Return, word for word, the stretch of the passage on the U.S. economy from "Growing Gap" through "highest income brackets.".

**QUOTED PASSAGE:**

━━━

But over the past six years the ship was righted and, amidst bleak economic news elsewhere, the United States once more stands as a paragon of economic strength. All three major stock market indices are at all-time peaks, corporate profits are at a record and the jobless rate is back to its pre-crisis lows. Consumer confidence and consumer spending are rising along with an uptick in wages.

Growing Gap

But there is a paradox at the core of Obama’s legacy. No other president has spoken more about the need to help the middle class, and yet on his watch the middle class suffered an unprecedented deterioration of its economic position, both in relative and absolute terms. Various statistics, including the tri-annual survey of consumer incomes and net worth by the Federal Reserve, show that the recovery has been shared unevenly, with the lion’s share of gains accruing to the highest income brackets.

━━━

**RECORDED DATA:**
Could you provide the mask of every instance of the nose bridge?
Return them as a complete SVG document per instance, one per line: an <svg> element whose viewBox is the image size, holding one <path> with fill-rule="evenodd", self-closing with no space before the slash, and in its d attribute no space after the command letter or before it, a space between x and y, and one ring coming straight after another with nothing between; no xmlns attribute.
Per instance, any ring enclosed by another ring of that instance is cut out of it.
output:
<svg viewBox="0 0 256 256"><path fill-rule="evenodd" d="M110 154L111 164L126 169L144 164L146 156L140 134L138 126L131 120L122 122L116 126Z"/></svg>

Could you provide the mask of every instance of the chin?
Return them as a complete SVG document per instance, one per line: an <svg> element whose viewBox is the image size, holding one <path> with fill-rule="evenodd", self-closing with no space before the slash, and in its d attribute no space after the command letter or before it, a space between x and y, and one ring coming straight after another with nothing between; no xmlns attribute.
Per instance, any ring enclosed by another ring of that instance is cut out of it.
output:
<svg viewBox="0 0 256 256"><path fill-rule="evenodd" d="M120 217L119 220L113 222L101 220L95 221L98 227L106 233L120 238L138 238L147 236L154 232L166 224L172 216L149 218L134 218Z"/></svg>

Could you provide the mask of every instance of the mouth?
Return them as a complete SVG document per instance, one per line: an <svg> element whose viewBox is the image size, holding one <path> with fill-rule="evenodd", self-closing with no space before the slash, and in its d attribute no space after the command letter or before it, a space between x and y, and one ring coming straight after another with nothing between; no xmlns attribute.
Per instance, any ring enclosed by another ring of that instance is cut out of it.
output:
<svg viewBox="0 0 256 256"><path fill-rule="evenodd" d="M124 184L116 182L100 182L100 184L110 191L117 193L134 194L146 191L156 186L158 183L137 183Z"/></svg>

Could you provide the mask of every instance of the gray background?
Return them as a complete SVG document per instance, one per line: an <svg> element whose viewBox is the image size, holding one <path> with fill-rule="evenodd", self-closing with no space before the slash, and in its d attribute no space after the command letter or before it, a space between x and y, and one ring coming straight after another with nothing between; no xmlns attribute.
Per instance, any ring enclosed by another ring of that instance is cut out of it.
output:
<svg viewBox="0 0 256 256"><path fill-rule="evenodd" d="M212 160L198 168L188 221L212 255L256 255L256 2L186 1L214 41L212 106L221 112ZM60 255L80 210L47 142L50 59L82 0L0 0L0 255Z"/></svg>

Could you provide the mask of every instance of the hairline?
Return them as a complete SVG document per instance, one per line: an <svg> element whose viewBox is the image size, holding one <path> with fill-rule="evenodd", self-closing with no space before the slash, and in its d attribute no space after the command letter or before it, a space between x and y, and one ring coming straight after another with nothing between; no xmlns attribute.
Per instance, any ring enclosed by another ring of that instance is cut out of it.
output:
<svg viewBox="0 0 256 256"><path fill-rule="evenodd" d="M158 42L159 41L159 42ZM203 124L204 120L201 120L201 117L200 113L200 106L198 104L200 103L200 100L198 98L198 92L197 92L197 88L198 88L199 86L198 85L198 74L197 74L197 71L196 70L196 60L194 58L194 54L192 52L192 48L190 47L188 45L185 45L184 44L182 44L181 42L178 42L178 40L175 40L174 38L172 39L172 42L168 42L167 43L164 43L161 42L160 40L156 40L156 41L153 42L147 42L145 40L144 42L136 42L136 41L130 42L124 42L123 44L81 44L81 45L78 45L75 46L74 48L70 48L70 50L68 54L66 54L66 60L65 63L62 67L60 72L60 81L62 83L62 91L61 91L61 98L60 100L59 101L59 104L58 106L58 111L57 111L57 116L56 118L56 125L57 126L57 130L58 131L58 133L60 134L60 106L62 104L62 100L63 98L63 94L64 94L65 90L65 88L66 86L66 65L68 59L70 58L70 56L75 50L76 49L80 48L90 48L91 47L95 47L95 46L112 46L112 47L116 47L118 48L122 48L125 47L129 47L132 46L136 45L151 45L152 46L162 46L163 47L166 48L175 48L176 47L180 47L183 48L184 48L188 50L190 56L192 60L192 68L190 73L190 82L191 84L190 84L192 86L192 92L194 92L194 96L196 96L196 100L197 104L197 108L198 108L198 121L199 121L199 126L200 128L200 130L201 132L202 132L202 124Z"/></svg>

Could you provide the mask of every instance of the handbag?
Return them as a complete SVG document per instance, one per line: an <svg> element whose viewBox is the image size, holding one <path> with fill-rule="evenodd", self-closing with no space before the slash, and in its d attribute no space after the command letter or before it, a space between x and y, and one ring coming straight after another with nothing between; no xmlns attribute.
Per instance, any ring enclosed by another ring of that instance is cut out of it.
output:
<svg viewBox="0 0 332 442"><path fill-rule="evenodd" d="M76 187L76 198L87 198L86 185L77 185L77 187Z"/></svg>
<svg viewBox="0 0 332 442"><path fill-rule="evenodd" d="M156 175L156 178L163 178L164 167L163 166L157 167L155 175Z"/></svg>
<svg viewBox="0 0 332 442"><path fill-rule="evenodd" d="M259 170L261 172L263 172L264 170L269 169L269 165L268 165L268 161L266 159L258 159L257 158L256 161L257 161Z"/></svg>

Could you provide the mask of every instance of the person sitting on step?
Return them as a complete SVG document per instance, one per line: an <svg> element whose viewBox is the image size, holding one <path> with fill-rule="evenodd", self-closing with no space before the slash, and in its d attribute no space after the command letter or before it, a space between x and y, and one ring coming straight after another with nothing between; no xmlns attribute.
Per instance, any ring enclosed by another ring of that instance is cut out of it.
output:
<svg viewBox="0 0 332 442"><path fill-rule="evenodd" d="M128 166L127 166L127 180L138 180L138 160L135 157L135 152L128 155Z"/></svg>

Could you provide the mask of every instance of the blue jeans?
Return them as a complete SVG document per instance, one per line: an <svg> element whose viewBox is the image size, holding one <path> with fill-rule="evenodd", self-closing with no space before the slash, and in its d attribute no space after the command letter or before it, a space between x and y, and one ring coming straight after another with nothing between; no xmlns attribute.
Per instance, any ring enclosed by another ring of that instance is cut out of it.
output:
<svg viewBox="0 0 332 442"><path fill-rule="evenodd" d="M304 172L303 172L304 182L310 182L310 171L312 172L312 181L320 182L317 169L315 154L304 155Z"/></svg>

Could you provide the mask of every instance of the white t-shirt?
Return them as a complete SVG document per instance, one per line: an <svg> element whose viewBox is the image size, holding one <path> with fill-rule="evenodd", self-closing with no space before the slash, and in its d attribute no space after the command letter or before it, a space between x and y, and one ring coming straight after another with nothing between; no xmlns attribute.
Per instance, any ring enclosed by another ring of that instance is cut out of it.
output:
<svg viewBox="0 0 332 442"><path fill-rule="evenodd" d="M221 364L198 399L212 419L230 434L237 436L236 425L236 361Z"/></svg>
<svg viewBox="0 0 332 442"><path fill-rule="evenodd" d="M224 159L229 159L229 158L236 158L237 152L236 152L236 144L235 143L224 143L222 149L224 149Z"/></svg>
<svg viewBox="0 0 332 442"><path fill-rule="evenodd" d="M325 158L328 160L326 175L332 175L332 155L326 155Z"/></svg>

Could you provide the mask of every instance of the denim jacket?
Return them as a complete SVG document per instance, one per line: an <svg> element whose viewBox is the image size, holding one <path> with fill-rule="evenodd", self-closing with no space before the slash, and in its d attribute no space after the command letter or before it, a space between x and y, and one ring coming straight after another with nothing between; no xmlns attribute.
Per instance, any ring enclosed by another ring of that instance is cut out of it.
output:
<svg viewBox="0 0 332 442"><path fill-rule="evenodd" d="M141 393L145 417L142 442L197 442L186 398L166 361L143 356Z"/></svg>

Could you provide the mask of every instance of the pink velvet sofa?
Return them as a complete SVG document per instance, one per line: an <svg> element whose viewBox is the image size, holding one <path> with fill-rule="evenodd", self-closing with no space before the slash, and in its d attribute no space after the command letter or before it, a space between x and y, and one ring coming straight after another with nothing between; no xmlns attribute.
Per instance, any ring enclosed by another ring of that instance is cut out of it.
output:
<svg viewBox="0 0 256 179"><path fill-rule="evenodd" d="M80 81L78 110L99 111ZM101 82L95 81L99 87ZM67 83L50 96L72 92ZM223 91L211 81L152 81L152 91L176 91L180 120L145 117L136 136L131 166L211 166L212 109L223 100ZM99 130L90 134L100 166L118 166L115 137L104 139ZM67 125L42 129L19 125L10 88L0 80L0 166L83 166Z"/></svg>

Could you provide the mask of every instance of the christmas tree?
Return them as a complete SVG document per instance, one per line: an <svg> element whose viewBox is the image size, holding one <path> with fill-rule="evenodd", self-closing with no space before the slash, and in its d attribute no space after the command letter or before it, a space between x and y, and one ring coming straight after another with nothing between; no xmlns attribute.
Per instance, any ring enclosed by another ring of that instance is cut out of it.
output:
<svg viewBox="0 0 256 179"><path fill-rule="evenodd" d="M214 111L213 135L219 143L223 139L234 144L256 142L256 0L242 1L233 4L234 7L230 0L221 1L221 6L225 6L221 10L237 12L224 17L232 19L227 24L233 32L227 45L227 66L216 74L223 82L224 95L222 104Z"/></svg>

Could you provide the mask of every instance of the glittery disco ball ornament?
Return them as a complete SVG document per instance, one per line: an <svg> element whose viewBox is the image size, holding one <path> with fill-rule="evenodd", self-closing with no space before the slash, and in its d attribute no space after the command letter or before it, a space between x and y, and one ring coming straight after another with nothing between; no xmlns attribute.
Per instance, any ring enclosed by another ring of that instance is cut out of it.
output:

━━━

**FULL ANSWER:**
Growing Gap

But there is a paradox at the core of Obama’s legacy. No other president has spoken more about the need to help the middle class, and yet on his watch the middle class suffered an unprecedented deterioration of its economic position, both in relative and absolute terms. Various statistics, including the tri-annual survey of consumer incomes and net worth by the Federal Reserve, show that the recovery has been shared unevenly, with the lion’s share of gains accruing to the highest income brackets.